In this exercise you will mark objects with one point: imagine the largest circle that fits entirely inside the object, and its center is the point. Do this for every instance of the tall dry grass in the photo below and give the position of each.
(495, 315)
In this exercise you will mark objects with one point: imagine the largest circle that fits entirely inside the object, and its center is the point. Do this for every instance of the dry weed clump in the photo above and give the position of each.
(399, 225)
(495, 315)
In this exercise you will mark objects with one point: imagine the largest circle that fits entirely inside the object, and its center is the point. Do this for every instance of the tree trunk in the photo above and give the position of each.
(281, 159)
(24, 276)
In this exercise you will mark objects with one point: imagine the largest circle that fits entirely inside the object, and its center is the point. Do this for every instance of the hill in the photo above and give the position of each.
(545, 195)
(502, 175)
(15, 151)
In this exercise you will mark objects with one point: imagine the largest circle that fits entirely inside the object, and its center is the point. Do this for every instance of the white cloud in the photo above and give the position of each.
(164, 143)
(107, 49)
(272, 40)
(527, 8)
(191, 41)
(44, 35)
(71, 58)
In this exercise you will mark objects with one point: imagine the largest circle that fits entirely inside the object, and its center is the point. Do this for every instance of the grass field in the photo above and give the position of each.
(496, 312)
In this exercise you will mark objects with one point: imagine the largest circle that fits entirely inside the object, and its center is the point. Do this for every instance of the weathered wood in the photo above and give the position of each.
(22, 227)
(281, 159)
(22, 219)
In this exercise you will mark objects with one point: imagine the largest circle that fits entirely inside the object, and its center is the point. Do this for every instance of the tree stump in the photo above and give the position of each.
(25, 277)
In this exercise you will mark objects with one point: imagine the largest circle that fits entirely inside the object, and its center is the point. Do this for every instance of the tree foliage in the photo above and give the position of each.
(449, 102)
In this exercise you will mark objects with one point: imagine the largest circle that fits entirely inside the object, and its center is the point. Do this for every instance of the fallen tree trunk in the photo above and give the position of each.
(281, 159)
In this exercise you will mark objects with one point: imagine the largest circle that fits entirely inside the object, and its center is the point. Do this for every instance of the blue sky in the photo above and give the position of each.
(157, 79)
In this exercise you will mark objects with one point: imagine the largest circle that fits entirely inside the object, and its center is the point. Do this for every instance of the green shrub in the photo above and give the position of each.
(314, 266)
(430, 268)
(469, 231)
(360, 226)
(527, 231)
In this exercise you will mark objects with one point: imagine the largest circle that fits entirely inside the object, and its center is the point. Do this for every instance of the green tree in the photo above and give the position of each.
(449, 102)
##############################
▶ _Exercise requirements_:
Rewrite all the lines above so that "largest circle" becomes "biggest circle" wherever it appears. Leave everything else as it is.

▶ _Output below_:
In this exercise you will mark objects with one point: imagine the biggest circle that fits entirely inside the object, and its center is the point. Do this for every instance of the tall dry grass in the photo below and give the position of each.
(495, 315)
In this exercise you will mark objects with one point: imagine the biggest circle that fits entirely inside the object, and its center is the point. Do this for every instance of the dry weed clump in the photo above and give the position of each.
(399, 225)
(495, 315)
In this exercise you will mark objects with one point: imagine the biggest circle that fits entirely inside the object, and its center is the point. Do this for every instance of the tree trunk in the photo above and give the position of each.
(281, 159)
(24, 276)
In this exercise you will mark objects with one point: imagine the biggest circle that fits entirely inside the object, and its center is the point. Do this for every instance of the hill in the photo above and give the position of each.
(545, 195)
(502, 175)
(15, 151)
In this exercise you will mark objects with one point: imagine the biggest circle that fits entirely inside the object, and its center is the point. Do this for every instance of the white cloud in the photo above and give the position of each.
(164, 143)
(107, 49)
(272, 40)
(527, 8)
(191, 41)
(44, 35)
(71, 58)
In this exercise you will mark objects with one point: imagine the biggest circle that fits entirely inside the object, and its center is the point. Do this for every instance of the grass field in the photo above and give the position of each.
(496, 312)
In this exercise you will mark objects with one point: imagine the biggest circle that fits entirely inside the object, and its center is the point. Do this for every instance of the weathered wood in the photo above and give the position of each.
(22, 227)
(281, 159)
(22, 219)
In this exercise you will mark objects with one point: imagine the biggest circle that fits entirely inside the object, and its center is the point. Do this for every instance of the tree stump in the photo above and give the position of each.
(25, 277)
In this exercise you will mark objects with one point: imagine the biggest circle that fits entirely inside the object, and its center is the point. Do this for every instance of the tree foliage in the photo above and give the position of each.
(449, 102)
In this exercise you will mark objects with one point: imagine the biggest circle that fits entirely inside the object, and its center is the point. Do this for every instance of the fallen tree trunk in the photo above and give the position of each.
(281, 159)
In this exercise you will mark objects with one point: imagine the biggest circle that fits entirely inside the object, and its center is the point. Do this for every instance of the blue sky in the photo above and give the position of each.
(157, 79)
In this exercise you will mark objects with one point: imagine the biggest circle that fits entirely inside the object, and its center is the point. Do this for every instance of the green shrub in the photo above and give the position of each.
(314, 266)
(430, 268)
(469, 231)
(360, 226)
(527, 231)
In this exercise you will mark objects with one point: imagine the biggest circle that fits entirely inside the object, and its center is the point. Do this for every instance of the green tree in the photo above and give the position of each.
(449, 102)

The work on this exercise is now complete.